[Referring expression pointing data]
*** Block opens ***

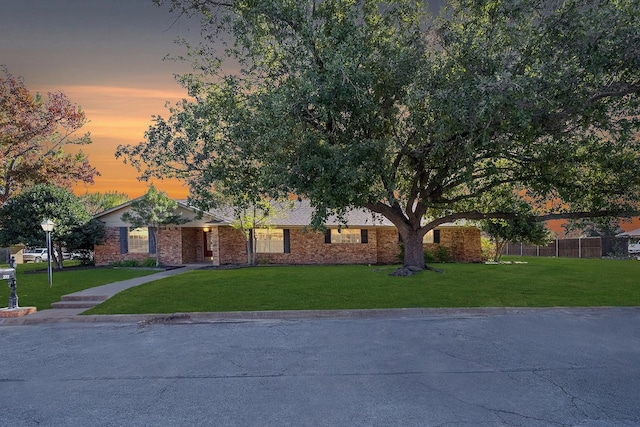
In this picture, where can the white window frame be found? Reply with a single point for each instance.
(138, 240)
(346, 235)
(428, 238)
(269, 241)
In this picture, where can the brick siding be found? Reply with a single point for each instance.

*** Block closes ***

__AIM OF THE EXERCISE__: Omit the pictures. Repeat the rest of the data exactly.

__TASK RESPONSE__:
In this picture, where can the white window frame be found? Reply with a single point for each instance.
(138, 240)
(346, 235)
(428, 238)
(269, 241)
In this picture, where can the brick siding be found? Reply with a single point for each instance.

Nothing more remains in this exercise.